(EXERCISE) Pull out every line of the records below that contains the string "bird", and list those lines in the order they appear.

(SOURCE RECORDS)

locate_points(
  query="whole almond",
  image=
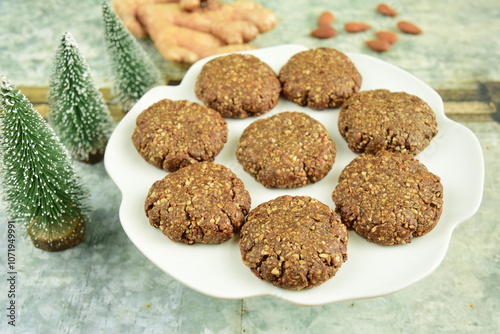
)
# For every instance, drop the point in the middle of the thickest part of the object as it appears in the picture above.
(387, 36)
(379, 45)
(409, 28)
(324, 31)
(326, 18)
(356, 26)
(386, 10)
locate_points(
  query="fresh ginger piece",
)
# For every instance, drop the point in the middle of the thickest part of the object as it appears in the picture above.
(208, 28)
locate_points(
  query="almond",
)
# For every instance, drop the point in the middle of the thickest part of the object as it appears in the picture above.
(324, 31)
(356, 26)
(409, 28)
(386, 10)
(387, 36)
(379, 45)
(326, 18)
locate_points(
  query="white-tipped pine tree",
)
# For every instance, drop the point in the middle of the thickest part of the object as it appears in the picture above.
(77, 110)
(134, 73)
(39, 186)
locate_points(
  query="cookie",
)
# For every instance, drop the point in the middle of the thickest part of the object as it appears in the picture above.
(319, 78)
(287, 150)
(173, 134)
(380, 119)
(238, 86)
(200, 203)
(293, 242)
(389, 198)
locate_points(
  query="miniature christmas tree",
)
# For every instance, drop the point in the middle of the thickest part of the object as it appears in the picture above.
(77, 110)
(133, 71)
(39, 185)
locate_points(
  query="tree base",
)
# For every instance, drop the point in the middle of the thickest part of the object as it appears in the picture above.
(93, 158)
(60, 242)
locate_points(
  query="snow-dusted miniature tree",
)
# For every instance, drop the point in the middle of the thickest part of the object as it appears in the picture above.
(134, 73)
(77, 110)
(39, 186)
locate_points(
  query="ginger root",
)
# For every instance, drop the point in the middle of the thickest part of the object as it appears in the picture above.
(188, 30)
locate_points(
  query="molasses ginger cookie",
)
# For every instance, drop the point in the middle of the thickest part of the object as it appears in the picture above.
(389, 198)
(286, 150)
(293, 242)
(319, 78)
(238, 86)
(173, 134)
(200, 203)
(379, 119)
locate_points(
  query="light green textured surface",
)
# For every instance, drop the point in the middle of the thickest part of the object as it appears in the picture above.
(105, 285)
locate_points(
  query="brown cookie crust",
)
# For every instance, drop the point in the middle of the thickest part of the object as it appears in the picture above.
(388, 198)
(294, 242)
(286, 150)
(201, 203)
(379, 119)
(238, 86)
(319, 78)
(173, 134)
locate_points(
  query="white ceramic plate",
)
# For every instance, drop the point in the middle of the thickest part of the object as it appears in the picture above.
(371, 270)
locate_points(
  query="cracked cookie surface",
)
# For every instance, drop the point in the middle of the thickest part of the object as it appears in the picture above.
(286, 150)
(388, 198)
(293, 242)
(201, 203)
(319, 78)
(379, 119)
(238, 86)
(173, 134)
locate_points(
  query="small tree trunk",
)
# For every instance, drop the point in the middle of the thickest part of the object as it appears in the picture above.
(59, 242)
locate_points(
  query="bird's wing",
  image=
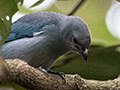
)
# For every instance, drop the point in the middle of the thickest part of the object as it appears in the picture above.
(30, 26)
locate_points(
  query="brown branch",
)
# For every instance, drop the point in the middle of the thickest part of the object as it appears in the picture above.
(23, 74)
(76, 7)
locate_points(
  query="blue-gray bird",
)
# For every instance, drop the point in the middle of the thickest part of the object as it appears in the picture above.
(40, 38)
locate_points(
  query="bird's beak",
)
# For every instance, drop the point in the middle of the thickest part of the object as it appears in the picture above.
(84, 54)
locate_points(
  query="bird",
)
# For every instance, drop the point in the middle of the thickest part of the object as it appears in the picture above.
(42, 37)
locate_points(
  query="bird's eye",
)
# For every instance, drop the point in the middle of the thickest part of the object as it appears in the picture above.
(75, 41)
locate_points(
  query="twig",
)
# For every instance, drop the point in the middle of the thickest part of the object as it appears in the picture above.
(76, 7)
(23, 74)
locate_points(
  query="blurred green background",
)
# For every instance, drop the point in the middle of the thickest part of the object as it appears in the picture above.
(104, 54)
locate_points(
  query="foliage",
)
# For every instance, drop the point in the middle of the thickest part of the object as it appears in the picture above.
(8, 8)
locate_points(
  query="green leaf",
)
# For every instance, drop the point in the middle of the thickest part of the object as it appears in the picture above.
(37, 3)
(8, 8)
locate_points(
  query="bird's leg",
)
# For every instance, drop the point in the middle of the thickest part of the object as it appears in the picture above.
(42, 69)
(61, 74)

(RESULT FOR THIS TASK)
  query="bird's wing",
  query="blue-gray bird",
  query="bird's beak",
  query="bird",
  query="bird's eye",
  query="bird's leg",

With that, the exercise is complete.